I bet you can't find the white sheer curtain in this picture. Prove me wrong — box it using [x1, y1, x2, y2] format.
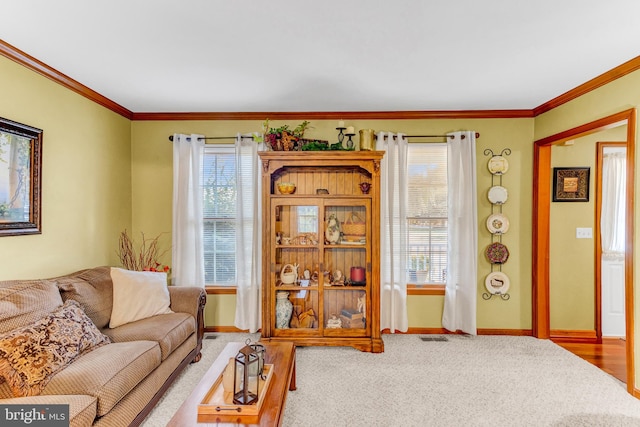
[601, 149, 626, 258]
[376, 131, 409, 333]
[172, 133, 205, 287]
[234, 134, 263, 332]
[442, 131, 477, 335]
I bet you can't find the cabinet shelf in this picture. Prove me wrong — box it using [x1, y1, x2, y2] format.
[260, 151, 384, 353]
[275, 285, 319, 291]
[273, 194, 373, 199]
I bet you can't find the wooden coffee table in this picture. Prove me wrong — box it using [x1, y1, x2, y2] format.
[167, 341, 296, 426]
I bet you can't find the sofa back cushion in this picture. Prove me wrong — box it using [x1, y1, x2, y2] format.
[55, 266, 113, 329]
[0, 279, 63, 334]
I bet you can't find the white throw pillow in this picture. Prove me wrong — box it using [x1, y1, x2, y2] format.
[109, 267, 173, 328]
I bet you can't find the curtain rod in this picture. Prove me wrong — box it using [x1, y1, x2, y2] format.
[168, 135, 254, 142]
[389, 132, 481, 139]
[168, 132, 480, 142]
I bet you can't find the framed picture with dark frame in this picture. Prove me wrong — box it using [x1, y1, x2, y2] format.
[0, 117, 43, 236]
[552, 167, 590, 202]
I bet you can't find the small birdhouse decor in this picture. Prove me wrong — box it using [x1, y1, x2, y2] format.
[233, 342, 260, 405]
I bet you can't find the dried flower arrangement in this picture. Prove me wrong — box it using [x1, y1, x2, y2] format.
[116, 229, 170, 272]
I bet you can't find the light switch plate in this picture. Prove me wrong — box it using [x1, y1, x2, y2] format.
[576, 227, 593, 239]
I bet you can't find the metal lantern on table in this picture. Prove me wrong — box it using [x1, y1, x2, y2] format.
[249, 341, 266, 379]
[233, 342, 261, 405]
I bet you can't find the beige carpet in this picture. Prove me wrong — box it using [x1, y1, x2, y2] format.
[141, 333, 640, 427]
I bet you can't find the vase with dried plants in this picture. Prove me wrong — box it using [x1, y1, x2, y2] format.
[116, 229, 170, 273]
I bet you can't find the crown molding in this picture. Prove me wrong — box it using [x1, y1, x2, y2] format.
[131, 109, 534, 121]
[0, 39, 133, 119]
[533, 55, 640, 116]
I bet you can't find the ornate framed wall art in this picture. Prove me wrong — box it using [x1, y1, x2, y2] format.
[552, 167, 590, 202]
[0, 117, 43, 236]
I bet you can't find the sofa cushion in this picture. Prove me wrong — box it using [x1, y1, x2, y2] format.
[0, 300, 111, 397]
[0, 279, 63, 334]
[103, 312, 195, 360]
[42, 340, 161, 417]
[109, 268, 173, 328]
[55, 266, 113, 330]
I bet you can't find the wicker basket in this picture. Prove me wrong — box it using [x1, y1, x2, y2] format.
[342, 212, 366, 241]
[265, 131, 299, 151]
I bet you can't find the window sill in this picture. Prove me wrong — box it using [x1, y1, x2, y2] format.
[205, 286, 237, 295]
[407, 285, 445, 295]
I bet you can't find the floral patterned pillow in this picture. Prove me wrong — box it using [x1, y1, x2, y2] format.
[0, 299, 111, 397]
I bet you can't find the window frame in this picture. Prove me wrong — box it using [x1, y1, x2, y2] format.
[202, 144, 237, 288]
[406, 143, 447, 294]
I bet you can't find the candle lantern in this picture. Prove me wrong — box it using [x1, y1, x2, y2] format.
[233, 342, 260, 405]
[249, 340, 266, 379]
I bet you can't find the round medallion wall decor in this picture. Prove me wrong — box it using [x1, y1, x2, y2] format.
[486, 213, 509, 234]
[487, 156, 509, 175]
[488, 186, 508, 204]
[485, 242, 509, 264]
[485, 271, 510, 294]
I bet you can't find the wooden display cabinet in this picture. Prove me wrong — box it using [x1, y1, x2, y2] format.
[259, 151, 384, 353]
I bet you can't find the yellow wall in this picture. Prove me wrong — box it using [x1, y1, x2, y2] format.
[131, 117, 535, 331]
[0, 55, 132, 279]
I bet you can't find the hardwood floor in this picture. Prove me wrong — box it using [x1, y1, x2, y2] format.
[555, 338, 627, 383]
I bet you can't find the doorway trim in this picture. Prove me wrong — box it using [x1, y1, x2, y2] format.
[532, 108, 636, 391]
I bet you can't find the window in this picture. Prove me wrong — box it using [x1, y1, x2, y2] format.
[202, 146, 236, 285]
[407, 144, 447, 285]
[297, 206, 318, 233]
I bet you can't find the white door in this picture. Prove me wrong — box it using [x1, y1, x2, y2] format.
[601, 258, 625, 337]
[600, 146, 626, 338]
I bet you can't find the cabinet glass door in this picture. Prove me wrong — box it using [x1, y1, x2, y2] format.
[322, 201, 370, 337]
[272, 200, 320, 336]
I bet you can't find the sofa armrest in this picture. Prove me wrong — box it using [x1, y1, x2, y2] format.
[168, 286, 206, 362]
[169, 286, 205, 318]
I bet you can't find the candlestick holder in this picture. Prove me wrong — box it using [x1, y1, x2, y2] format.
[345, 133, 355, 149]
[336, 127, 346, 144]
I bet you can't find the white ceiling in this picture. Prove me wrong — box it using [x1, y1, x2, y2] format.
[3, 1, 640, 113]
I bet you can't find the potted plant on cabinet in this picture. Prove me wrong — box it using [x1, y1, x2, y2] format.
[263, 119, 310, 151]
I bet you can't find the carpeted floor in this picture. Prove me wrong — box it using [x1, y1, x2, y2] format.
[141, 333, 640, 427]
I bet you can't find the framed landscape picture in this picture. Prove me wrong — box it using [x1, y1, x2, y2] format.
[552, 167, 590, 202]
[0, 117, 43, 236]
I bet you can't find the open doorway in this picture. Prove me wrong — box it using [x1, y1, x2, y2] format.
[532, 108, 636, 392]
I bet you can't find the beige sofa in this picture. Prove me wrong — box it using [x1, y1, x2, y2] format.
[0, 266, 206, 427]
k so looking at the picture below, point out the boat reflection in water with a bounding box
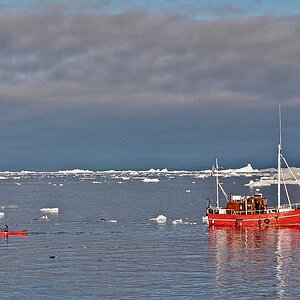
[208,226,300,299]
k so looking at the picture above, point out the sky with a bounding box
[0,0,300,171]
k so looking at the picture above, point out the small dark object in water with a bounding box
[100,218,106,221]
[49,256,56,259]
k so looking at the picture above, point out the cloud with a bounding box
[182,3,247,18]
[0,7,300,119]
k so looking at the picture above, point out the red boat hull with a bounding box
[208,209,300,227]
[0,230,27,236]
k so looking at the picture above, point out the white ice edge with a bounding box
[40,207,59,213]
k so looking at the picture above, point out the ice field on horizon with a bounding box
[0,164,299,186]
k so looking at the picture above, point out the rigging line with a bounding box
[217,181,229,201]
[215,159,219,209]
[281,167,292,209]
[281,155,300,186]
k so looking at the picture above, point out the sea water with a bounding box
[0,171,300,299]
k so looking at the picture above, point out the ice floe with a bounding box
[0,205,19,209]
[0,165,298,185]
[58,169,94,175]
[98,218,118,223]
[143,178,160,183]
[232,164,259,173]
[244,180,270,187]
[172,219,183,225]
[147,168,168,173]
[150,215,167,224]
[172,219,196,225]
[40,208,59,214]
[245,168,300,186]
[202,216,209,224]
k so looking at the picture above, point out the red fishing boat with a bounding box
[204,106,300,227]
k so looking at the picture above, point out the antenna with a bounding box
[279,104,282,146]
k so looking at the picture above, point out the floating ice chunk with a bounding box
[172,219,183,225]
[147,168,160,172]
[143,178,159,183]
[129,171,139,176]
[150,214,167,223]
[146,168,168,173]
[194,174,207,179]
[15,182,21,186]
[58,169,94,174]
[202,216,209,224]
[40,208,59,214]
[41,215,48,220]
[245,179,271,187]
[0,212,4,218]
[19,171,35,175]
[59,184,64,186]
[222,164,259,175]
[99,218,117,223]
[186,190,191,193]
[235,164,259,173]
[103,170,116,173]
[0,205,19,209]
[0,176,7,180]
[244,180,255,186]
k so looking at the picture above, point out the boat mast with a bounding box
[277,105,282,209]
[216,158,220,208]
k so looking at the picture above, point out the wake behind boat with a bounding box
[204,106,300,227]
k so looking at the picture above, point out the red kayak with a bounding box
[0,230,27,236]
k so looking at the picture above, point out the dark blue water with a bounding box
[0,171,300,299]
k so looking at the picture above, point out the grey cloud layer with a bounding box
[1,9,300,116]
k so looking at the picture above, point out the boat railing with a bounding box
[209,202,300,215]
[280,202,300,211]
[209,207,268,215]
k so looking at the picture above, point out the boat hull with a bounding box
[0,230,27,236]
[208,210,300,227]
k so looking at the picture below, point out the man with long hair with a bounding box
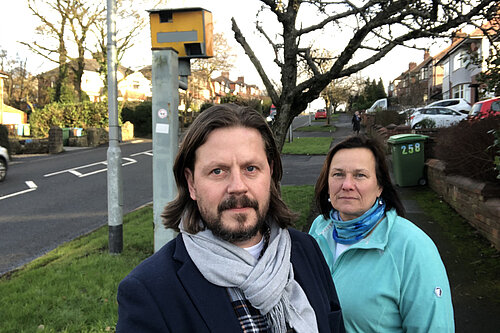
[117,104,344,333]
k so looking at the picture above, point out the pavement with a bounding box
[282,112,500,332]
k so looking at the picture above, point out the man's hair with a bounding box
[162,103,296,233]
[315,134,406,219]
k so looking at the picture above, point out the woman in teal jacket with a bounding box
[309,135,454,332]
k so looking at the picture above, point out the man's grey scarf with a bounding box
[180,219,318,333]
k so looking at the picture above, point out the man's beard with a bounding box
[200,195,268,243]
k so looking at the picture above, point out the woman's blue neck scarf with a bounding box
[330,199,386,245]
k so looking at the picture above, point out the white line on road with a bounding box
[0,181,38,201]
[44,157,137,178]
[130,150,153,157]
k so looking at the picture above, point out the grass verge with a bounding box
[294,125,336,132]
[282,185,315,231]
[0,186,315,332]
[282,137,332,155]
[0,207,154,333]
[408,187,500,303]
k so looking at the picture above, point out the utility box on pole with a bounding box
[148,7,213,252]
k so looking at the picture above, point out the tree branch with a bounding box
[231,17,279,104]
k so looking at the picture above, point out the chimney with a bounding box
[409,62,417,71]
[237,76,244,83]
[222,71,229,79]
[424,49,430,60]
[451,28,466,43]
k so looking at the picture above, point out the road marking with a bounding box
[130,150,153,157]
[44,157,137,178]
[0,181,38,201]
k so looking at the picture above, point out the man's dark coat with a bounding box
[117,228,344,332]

* * * * * * * * *

▸ **REQUIREMENT**
Reply with the lines from the one that contains "k so looking at the picture above, point out the road" through the last line of the material above, copied exactly and nothing else.

▸ **RESULT OF THE TASK**
k so looking at the picture above, point out the road marking with a bounding box
[130,150,153,157]
[44,157,137,178]
[0,181,38,201]
k so looking at the picture above, point out the man's dark coat with a bounding box
[117,228,344,332]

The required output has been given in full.